(Problem to work on)
Exactly as given, write out the lines from the one containing "Practice. Identify the airplane wing" through the end of the listing, with both ends included and nothing else.
┌─ Provided information
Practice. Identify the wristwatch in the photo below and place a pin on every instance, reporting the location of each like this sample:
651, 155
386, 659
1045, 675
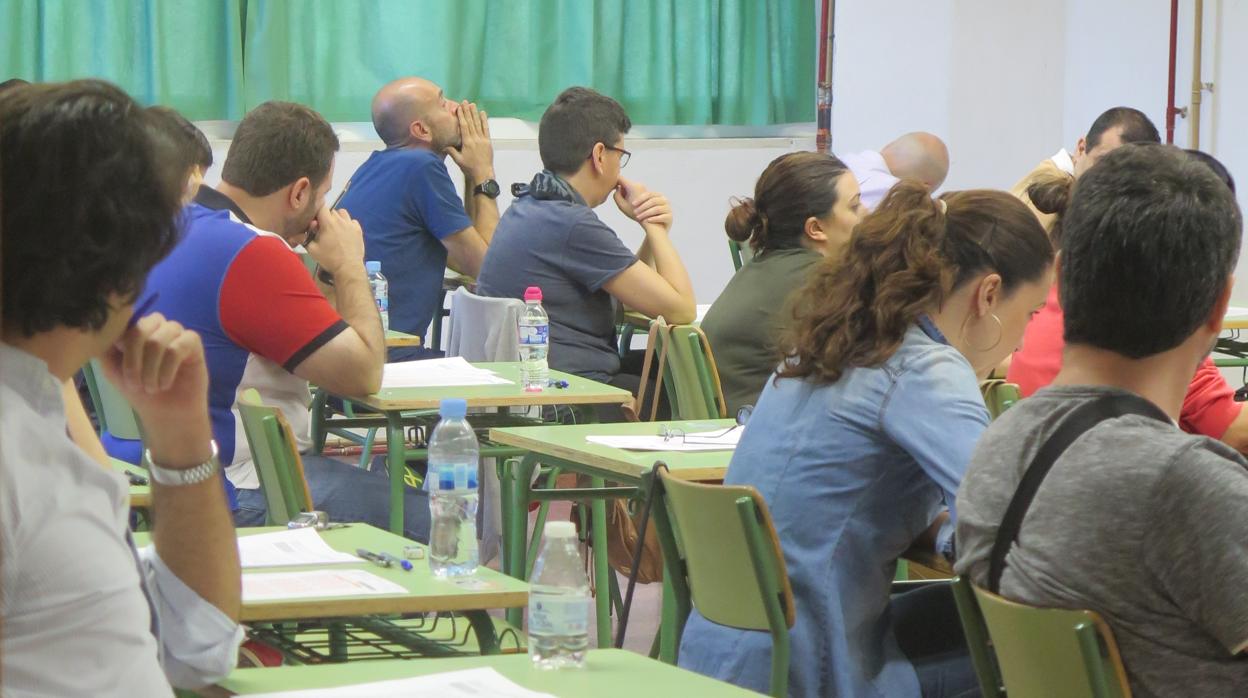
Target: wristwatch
176, 477
489, 187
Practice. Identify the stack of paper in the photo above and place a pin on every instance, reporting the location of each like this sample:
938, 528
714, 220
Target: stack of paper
285, 548
467, 683
720, 440
437, 372
315, 583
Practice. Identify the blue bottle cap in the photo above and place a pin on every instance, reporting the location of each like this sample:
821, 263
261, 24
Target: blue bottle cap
453, 408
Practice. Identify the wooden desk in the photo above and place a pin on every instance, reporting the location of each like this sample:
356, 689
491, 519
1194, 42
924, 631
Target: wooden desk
608, 673
396, 339
565, 447
140, 495
393, 402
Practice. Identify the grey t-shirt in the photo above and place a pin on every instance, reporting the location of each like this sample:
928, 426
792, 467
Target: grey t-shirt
1137, 521
564, 249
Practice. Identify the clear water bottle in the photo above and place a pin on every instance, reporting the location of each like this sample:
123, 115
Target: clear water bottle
381, 291
534, 341
454, 457
558, 601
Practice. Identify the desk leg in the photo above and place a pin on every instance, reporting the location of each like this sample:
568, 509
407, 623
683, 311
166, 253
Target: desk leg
602, 568
517, 526
394, 461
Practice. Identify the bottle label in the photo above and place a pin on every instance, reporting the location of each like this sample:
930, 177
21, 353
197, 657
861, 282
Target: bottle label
534, 334
456, 476
558, 614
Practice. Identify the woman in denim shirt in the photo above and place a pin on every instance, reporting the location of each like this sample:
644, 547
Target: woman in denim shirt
860, 442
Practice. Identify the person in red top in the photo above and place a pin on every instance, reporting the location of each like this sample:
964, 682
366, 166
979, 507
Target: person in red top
1209, 407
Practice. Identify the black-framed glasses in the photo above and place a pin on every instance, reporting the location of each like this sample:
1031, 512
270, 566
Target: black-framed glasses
624, 155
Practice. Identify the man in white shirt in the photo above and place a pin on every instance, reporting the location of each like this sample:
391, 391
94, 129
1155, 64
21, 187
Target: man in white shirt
914, 156
85, 216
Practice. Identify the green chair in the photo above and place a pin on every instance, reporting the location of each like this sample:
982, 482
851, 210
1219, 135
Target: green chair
1040, 652
111, 410
277, 458
723, 556
689, 373
999, 396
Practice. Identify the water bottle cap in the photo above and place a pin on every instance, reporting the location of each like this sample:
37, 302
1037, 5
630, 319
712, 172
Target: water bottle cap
560, 530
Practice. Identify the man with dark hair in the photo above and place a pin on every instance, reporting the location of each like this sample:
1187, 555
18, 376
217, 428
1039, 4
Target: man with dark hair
1136, 520
403, 197
235, 279
1209, 406
550, 237
80, 617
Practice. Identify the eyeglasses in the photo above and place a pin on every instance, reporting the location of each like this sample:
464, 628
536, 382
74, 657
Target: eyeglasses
624, 155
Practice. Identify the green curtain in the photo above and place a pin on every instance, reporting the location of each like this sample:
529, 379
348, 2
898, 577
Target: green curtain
668, 61
186, 54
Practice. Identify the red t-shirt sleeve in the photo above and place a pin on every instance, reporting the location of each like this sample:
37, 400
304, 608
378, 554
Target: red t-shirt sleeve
1209, 405
271, 306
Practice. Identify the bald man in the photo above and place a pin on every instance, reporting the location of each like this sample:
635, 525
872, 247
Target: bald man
919, 156
414, 221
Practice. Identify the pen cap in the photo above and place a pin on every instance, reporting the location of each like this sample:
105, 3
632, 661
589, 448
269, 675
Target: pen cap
453, 408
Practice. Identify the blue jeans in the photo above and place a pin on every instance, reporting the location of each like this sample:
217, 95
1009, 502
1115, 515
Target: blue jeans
348, 495
929, 631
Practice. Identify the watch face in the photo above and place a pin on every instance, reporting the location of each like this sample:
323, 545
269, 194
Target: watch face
489, 187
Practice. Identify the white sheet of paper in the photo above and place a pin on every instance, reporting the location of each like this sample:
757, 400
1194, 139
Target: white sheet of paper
281, 548
437, 372
719, 440
315, 583
466, 683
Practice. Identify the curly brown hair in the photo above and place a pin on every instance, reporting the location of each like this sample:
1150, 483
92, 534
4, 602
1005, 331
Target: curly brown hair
902, 261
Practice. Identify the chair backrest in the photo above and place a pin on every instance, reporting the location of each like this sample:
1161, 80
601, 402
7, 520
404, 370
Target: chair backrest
484, 329
690, 376
999, 396
1043, 652
277, 460
724, 558
111, 408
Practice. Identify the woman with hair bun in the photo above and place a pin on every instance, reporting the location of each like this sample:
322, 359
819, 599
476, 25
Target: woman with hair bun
804, 207
860, 441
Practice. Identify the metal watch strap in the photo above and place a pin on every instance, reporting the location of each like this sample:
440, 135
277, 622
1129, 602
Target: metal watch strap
176, 477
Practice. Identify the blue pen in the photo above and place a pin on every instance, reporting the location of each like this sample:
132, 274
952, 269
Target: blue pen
406, 565
142, 309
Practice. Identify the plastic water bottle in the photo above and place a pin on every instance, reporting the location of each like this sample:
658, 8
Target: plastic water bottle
454, 457
558, 601
534, 341
381, 291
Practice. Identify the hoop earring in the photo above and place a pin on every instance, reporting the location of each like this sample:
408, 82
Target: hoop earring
1001, 331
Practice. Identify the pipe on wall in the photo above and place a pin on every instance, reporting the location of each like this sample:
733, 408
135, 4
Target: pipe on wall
1193, 113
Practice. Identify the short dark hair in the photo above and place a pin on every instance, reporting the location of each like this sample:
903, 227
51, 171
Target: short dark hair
1136, 127
86, 214
276, 144
192, 145
577, 120
1150, 240
1216, 165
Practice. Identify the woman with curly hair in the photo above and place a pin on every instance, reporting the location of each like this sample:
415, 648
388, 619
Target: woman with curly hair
860, 441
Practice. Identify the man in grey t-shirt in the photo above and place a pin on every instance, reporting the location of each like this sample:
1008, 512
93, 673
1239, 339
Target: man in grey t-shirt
1136, 520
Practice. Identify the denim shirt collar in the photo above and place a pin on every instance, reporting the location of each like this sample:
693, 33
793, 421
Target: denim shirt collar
929, 327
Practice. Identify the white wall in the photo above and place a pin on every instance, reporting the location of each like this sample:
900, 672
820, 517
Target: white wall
1005, 83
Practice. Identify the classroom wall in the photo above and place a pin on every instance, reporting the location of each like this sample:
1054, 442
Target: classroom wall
1005, 83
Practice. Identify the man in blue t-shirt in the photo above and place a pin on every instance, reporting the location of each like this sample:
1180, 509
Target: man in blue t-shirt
552, 239
403, 197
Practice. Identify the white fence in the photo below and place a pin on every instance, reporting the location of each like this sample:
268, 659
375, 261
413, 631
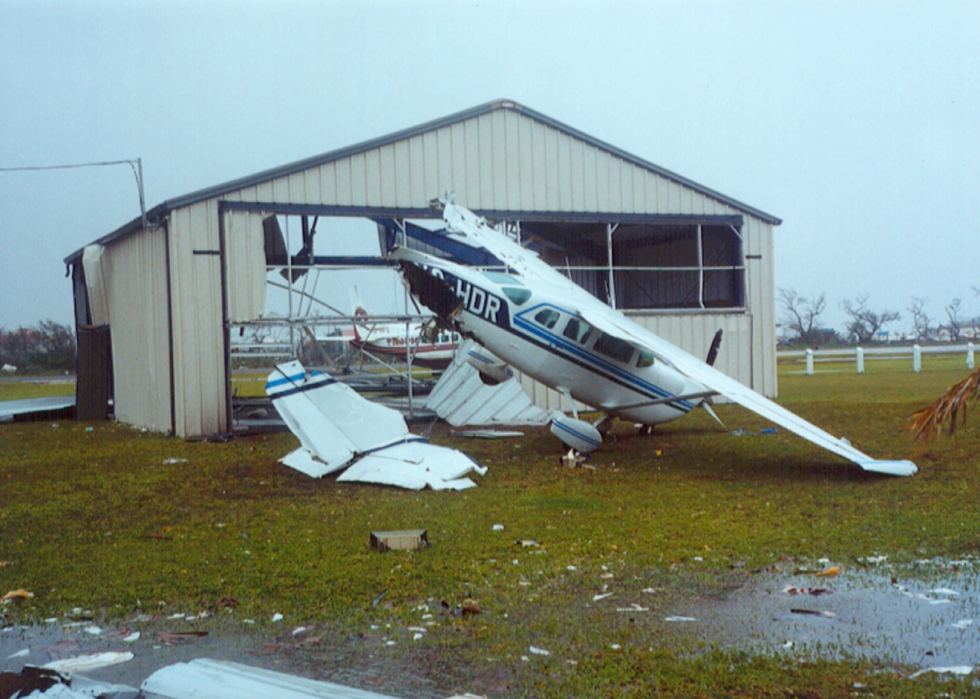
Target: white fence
858, 354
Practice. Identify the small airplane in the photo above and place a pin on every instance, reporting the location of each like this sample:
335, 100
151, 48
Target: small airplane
429, 346
338, 429
535, 319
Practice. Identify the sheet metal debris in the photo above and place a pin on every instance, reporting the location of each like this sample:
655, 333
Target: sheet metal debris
87, 663
461, 398
338, 429
400, 540
214, 679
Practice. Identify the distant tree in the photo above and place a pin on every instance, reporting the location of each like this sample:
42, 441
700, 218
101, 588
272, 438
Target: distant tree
955, 323
865, 323
48, 347
921, 322
928, 422
800, 315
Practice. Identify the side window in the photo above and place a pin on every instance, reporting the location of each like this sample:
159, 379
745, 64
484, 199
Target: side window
517, 295
644, 360
614, 348
548, 317
578, 330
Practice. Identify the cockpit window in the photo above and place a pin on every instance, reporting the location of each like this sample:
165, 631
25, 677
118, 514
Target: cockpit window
614, 348
578, 330
501, 278
517, 294
548, 317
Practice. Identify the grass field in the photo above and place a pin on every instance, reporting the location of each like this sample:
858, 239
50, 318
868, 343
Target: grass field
97, 515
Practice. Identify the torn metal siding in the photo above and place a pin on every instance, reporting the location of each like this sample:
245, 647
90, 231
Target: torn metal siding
500, 157
135, 286
461, 398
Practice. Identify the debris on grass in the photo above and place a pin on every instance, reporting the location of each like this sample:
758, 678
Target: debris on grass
961, 670
179, 636
16, 594
815, 591
87, 663
813, 612
400, 540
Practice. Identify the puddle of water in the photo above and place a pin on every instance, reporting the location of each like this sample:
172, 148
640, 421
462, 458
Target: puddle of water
933, 620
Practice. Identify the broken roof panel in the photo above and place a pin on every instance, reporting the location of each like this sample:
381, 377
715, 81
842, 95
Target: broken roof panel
339, 429
461, 398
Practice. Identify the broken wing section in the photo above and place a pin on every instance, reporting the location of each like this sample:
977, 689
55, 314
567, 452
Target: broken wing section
337, 428
715, 380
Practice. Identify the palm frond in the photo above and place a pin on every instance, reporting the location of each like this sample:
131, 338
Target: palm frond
951, 405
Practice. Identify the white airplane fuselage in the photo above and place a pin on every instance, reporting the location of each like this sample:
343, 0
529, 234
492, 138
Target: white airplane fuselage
542, 333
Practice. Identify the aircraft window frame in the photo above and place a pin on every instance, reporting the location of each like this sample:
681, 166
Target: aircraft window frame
613, 347
582, 330
517, 295
550, 318
501, 278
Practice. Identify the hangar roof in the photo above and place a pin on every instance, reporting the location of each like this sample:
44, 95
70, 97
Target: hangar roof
161, 210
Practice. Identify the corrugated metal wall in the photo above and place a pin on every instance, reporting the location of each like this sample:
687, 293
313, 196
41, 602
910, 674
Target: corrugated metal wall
500, 160
136, 288
199, 344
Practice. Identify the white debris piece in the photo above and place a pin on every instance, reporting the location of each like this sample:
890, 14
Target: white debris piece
215, 679
87, 663
461, 398
339, 429
953, 670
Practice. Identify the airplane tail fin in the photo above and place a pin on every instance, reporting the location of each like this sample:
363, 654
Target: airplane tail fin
713, 351
357, 310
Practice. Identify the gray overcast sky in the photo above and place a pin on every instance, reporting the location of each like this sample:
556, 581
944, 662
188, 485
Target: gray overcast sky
855, 122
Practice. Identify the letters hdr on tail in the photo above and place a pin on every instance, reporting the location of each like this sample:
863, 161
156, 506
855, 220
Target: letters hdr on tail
338, 429
535, 319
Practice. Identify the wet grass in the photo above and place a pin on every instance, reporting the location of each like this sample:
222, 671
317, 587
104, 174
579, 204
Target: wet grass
94, 516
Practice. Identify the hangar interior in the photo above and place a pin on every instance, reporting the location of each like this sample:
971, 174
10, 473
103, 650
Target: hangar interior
162, 303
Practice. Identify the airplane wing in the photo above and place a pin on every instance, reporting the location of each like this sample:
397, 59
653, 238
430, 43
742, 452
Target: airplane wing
473, 230
338, 429
725, 385
470, 229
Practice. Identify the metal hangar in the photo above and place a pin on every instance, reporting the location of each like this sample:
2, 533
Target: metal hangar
155, 300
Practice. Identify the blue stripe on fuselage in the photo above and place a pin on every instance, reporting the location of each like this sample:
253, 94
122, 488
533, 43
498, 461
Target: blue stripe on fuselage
571, 351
└─
(Exercise output)
Practice. Identify the airplane wing in the photo above and place a pin on every instance, reporting the location of each like this sample:
397, 59
653, 238
430, 43
742, 452
Target: airplane wing
473, 230
338, 429
725, 385
470, 229
Practice. Identify the metal hangar in the photo above and place a pin on every instance, reporting the location of each like this sample:
2, 533
Target: metal hangar
155, 300
Practice. Identify the blue stripe on fuselage in the photo above and place a pin on every instance, reporting the location of each like this sample:
253, 94
122, 488
533, 43
498, 461
Target: blue stripe on fuselage
571, 351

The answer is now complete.